══ Extracted data ══

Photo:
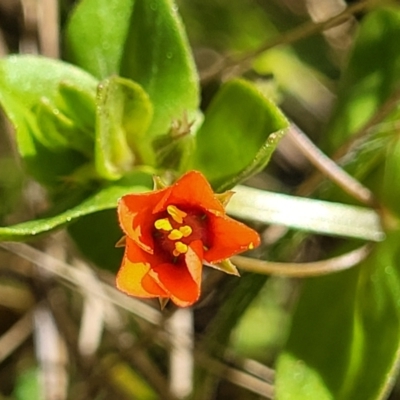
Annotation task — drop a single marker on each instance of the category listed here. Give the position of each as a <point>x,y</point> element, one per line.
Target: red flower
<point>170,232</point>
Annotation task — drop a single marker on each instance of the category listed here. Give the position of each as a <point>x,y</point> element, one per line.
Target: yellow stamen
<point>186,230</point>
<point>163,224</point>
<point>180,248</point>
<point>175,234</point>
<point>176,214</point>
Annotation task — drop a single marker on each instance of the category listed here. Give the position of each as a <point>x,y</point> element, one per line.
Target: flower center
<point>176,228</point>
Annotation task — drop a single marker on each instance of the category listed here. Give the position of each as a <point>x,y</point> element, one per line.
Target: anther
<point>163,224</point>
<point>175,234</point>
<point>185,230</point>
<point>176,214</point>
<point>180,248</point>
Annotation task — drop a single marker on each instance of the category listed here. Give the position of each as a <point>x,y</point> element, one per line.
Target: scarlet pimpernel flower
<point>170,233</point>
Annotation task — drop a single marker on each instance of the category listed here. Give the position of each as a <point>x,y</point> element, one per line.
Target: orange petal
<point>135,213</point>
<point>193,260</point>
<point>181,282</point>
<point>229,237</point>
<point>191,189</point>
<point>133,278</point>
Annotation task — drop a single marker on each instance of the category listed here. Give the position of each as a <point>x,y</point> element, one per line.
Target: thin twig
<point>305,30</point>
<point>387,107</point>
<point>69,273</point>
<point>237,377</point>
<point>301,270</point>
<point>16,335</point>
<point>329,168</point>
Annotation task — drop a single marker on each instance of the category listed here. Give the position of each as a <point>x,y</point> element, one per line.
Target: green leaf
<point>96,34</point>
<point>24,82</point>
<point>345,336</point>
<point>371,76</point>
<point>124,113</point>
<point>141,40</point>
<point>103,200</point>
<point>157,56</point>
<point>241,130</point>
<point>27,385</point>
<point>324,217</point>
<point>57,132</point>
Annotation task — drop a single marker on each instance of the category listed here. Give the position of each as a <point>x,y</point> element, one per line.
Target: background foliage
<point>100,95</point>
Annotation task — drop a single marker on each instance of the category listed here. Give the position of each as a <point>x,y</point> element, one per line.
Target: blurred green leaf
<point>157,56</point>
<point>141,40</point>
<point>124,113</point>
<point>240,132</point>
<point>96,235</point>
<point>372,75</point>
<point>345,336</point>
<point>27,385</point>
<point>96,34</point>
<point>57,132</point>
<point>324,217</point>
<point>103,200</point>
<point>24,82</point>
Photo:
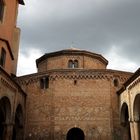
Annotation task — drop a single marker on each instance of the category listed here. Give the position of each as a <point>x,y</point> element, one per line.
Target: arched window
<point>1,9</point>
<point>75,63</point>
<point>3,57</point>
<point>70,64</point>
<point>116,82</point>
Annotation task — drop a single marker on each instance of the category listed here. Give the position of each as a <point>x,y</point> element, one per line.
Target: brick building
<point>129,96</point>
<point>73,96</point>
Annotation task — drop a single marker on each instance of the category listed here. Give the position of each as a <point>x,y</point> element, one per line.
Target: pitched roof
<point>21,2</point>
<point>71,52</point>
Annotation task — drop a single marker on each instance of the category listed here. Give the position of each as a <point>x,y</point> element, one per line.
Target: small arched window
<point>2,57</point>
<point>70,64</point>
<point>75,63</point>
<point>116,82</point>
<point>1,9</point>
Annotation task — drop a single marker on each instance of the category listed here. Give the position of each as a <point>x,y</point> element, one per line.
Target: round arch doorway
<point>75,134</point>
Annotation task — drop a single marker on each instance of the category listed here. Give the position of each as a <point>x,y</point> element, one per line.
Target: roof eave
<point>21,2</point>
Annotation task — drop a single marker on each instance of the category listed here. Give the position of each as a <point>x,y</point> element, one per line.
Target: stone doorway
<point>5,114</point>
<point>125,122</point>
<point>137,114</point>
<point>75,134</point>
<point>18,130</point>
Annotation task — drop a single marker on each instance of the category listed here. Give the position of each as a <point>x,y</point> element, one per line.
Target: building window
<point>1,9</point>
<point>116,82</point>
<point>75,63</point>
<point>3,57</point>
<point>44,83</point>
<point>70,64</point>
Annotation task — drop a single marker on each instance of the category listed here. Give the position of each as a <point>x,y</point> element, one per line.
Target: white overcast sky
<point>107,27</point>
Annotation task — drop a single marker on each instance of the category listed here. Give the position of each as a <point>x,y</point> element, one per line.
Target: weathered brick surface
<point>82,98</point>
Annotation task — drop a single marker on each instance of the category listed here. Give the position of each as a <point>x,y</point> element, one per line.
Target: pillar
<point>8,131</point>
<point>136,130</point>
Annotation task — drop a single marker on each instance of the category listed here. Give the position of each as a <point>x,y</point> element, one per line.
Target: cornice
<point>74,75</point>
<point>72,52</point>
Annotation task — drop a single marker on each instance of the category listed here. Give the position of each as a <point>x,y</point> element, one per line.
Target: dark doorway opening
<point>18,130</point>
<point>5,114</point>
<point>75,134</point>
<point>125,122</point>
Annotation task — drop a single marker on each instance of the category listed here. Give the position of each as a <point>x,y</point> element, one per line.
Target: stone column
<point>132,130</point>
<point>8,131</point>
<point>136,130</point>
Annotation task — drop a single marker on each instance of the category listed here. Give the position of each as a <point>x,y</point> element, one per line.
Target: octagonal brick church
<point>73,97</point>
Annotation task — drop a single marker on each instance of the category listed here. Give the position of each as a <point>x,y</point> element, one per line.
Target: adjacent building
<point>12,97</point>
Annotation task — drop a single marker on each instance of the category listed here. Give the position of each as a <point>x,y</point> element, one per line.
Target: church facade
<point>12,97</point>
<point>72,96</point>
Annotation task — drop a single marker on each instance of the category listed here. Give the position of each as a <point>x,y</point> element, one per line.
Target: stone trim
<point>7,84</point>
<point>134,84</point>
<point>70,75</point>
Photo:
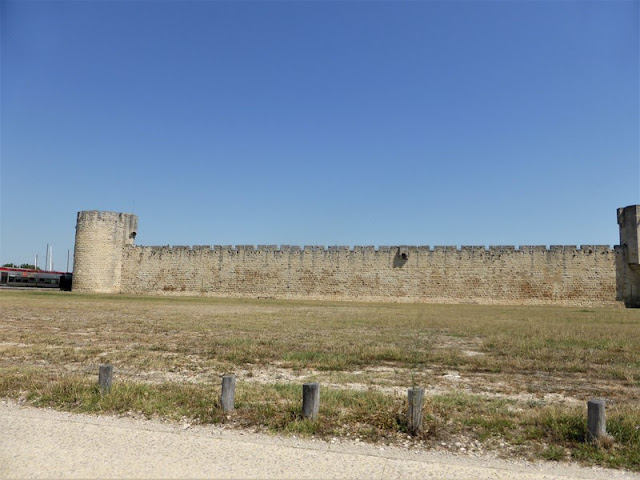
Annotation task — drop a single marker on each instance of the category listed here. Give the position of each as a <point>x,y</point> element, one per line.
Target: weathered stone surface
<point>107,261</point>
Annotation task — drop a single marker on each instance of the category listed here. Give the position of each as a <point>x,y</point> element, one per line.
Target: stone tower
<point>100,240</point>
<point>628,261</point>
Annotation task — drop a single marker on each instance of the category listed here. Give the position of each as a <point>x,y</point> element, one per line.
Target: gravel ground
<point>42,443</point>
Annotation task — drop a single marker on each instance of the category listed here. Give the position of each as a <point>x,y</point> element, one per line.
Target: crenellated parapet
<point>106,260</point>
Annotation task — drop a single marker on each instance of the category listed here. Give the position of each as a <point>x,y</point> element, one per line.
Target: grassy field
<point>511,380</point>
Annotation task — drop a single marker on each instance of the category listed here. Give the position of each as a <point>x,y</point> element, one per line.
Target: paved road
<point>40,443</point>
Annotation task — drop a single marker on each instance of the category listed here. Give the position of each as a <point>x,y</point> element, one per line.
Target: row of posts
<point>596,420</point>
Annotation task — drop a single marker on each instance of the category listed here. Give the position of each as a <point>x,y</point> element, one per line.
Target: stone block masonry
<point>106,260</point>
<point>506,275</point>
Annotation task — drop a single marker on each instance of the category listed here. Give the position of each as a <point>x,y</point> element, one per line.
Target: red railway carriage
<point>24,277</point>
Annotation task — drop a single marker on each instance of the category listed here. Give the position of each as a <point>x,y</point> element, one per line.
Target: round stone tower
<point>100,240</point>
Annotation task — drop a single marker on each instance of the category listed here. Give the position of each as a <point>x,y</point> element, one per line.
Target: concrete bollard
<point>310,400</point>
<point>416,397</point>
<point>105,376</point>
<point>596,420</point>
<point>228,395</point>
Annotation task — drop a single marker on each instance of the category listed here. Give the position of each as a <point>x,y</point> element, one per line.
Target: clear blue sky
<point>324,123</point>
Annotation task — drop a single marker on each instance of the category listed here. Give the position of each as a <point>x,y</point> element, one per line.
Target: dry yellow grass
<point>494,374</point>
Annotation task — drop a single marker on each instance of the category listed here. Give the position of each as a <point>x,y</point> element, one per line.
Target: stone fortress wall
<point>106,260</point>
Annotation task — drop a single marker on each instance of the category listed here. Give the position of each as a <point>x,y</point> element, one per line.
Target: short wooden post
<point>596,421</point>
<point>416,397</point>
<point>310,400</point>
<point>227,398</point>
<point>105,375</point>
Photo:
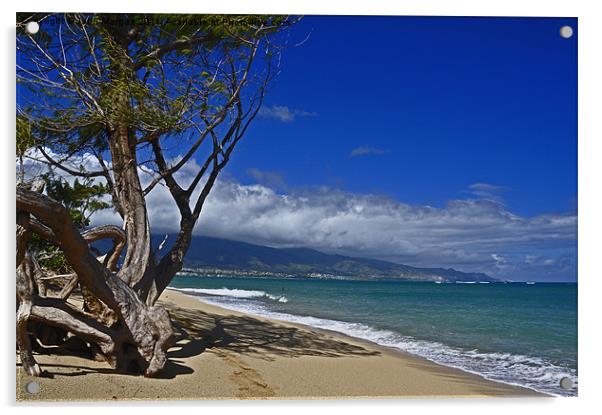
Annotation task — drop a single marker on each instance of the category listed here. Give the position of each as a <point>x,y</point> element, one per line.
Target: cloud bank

═══
══ Extracted data ══

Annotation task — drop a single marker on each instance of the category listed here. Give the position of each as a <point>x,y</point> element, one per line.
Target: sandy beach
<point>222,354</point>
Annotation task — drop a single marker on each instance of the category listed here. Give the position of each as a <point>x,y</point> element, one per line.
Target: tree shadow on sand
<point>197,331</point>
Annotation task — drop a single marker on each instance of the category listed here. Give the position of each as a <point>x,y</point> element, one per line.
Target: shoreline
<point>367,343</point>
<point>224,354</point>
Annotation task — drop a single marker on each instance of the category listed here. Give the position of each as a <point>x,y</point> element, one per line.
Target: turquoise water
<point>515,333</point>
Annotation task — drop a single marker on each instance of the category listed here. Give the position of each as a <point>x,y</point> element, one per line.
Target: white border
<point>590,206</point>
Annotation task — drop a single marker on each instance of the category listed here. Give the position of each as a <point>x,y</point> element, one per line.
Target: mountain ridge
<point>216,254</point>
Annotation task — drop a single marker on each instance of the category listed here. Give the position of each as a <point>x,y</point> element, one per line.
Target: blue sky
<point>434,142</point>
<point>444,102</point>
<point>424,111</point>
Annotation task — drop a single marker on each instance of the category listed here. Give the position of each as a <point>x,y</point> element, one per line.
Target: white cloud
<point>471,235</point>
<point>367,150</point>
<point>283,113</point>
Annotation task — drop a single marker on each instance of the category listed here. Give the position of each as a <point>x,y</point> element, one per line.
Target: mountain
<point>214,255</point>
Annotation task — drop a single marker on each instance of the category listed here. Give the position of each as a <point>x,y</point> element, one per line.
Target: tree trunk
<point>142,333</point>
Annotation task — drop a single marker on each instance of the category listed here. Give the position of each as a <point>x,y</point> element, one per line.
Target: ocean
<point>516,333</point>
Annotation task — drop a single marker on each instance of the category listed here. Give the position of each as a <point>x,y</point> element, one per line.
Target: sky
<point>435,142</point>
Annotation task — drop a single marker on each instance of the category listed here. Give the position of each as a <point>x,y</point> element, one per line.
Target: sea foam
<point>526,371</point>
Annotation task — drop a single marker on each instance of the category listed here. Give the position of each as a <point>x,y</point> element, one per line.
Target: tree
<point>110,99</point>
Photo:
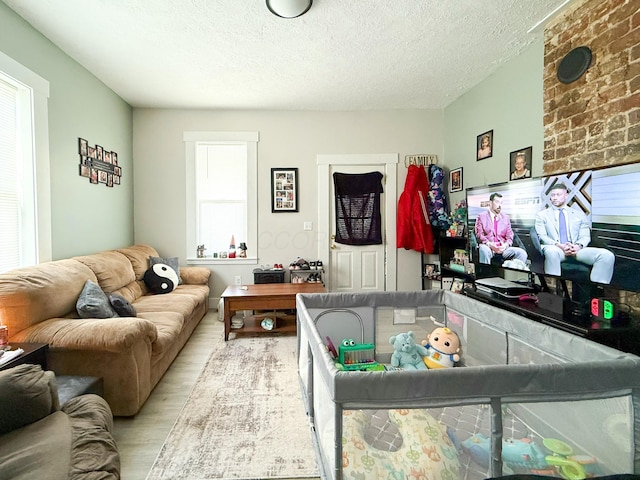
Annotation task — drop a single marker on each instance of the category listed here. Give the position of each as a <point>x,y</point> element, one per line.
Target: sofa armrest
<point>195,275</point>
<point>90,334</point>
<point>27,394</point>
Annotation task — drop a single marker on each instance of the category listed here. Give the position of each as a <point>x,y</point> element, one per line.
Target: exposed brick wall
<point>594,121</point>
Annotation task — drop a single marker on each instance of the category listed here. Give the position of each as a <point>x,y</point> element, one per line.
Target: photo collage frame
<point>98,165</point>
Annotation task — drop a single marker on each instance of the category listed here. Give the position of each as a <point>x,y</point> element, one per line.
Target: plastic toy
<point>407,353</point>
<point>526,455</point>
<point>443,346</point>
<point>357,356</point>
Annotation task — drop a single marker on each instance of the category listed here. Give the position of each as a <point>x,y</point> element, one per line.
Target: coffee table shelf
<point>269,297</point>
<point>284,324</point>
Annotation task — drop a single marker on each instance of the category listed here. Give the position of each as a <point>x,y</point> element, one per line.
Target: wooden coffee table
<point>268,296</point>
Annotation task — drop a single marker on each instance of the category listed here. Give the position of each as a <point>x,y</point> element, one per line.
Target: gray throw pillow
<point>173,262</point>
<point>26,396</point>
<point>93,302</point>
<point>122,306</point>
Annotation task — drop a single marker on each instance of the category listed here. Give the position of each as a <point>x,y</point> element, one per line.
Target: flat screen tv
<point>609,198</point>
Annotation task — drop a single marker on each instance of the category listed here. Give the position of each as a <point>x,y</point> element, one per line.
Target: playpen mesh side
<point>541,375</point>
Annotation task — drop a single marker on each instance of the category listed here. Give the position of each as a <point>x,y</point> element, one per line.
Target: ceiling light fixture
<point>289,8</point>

═══

> **What the task requires**
Return every line of the entries above that contains the string "tree", and note that case counts.

> **Exercise answer**
Target: tree shadow on sand
Target: tree trunk
Target: tree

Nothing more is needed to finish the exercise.